> INPUT DATA
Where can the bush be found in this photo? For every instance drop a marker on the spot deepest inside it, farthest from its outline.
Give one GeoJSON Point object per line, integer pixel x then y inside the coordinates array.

...

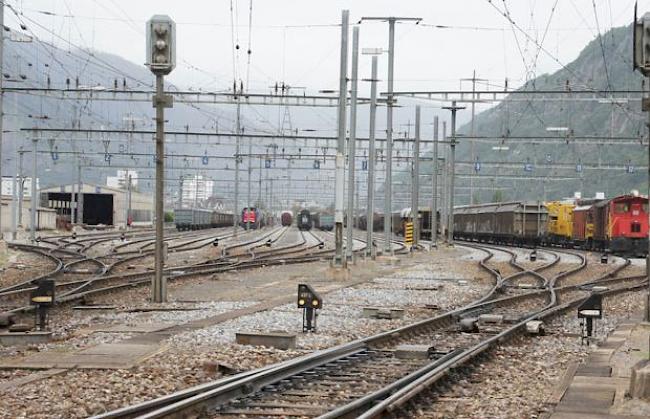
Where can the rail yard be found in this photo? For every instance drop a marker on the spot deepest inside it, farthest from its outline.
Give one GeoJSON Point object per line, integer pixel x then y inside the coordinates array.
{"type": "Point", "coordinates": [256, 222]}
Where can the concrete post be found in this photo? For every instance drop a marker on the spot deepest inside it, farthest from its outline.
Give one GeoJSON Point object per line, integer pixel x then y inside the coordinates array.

==

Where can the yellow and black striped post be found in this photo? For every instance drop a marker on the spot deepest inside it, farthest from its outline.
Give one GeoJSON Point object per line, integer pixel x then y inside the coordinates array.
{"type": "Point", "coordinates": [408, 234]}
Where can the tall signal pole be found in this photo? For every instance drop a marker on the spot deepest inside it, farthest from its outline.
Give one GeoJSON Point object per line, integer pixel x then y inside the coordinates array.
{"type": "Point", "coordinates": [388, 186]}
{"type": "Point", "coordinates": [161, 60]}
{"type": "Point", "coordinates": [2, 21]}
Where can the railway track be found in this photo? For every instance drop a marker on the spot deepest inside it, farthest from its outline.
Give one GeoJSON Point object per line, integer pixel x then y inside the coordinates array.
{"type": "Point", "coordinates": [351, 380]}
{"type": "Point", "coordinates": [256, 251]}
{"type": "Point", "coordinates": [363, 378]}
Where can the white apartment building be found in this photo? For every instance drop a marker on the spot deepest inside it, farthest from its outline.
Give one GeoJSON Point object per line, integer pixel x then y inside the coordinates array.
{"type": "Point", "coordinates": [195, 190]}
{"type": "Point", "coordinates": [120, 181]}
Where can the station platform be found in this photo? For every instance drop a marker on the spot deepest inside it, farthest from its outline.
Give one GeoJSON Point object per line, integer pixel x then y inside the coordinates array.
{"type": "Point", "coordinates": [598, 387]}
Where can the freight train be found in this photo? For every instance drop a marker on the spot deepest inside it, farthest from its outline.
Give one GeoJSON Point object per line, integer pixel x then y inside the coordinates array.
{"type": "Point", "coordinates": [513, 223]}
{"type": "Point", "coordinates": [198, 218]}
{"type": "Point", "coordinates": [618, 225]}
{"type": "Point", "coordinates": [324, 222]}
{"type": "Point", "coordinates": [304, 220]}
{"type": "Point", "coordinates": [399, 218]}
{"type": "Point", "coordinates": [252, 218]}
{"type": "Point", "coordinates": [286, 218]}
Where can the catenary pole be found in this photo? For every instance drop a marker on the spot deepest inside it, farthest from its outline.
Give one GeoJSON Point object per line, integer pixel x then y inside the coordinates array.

> WORK TASK
Only lines that hold the string "post" belong in the answer, so copy every one of them from the records.

> TASK OUTPUT
Where can the concrete post be found in this photo? For every instance drop a marker on the spot deepest inside it, farthest from its outline.
Where can the yellow and black striped post be found in this photo? For every instance drop a marker on the spot deepest inside it, farthest from its outline.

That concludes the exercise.